- **Yapmanız gereken**
Dünyayı değiştirebilecek düşünceleri anlatan aşağıdaki metinden "Elmaslardan gökdelenler dünyayı" ifadesinden "de bunu izledi." ifadesine kadar olan kısmı hiçbir değişiklik yapmadan alıntılayın.

Elmaslardan gökdelenler dünyayı değiştirecek düşünceler arasında!
Wired dergisine göre dünyayı değiştirebilecek yedi düşünce arasında elmaslardan gökdelenler inşa edilmesi de yer alıyor...
Google CEO'su Larry Page, "Eğer çılgınca birşeyler yapmıyorsunuz, yanlış işler yapıyorsunuz demektir" diyor. Page'e göre eğer yaptığınız işi diğerlerinden yüzde 10 daha iyi yapıyorsanız, bu diğerleri ile aynı şeyi yapmaya devam ettiğiniz anlamına gelir. Bu yüzden, rakiplerinizden on kat daha iyi ürün ve hizmet sunmanız gerekiyor. Ancak bu şekilde dünyayı değiştirebilirsiniz.
Larry Page gibi insanların sayısı çok yüksek değil. Bu insanlar tek bir düşüncenin tüm dünyayı değiştireceğine inandılar ve bunu yapmayı başardılar. Page ve Brin tarafından yaratılan arama motoru Google sayesinde dünyanın tüm bilgisine anında ulaşmaya başladık. Ve diğer değişimler de bunu izledi.

- **Veri satırları**
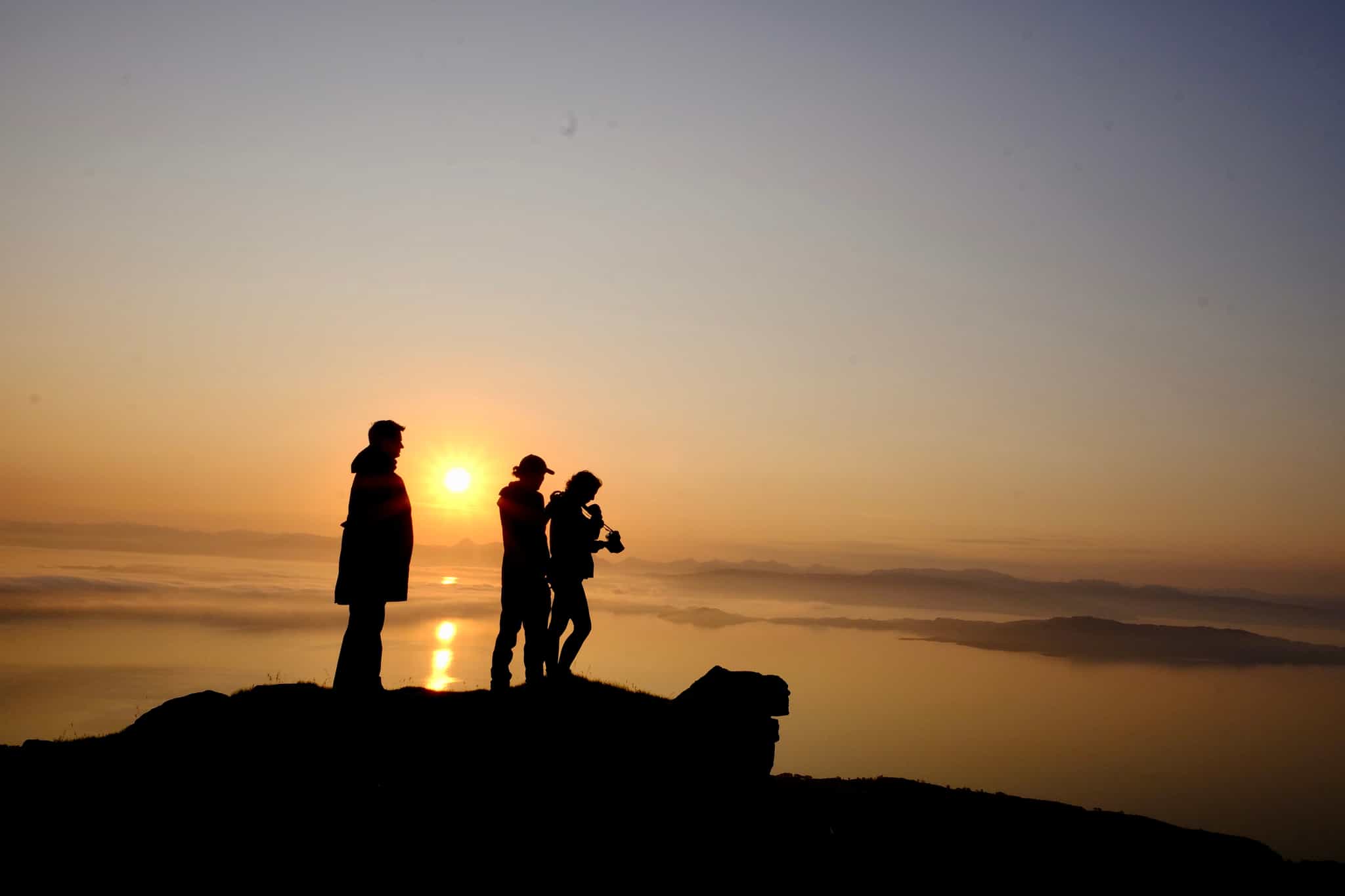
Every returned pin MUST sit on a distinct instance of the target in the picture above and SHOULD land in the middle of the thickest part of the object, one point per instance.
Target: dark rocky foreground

- **Görevin yanıtı**
Elmaslardan gökdelenler dünyayı değiştirecek düşünceler arasında!
Wired dergisine göre dünyayı değiştirebilecek yedi düşünce arasında elmaslardan gökdelenler inşa edilmesi de yer alıyor...
Google CEO'su Larry Page, "Eğer çılgınca birşeyler yapmıyorsunuz, yanlış işler yapıyorsunuz demektir" diyor. Page'e göre eğer yaptığınız işi diğerlerinden yüzde 10 daha iyi yapıyorsanız, bu diğerleri ile aynı şeyi yapmaya devam ettiğiniz anlamına gelir. Bu yüzden, rakiplerinizden on kat daha iyi ürün ve hizmet sunmanız gerekiyor. Ancak bu şekilde dünyayı değiştirebilirsiniz.
Larry Page gibi insanların sayısı çok yüksek değil. Bu insanlar tek bir düşüncenin tüm dünyayı değiştireceğine inandılar ve bunu yapmayı başardılar. Page ve Brin tarafından yaratılan arama motoru Google sayesinde dünyanın tüm bilgisine anında ulaşmaya başladık. Ve diğer değişimler de bunu izledi.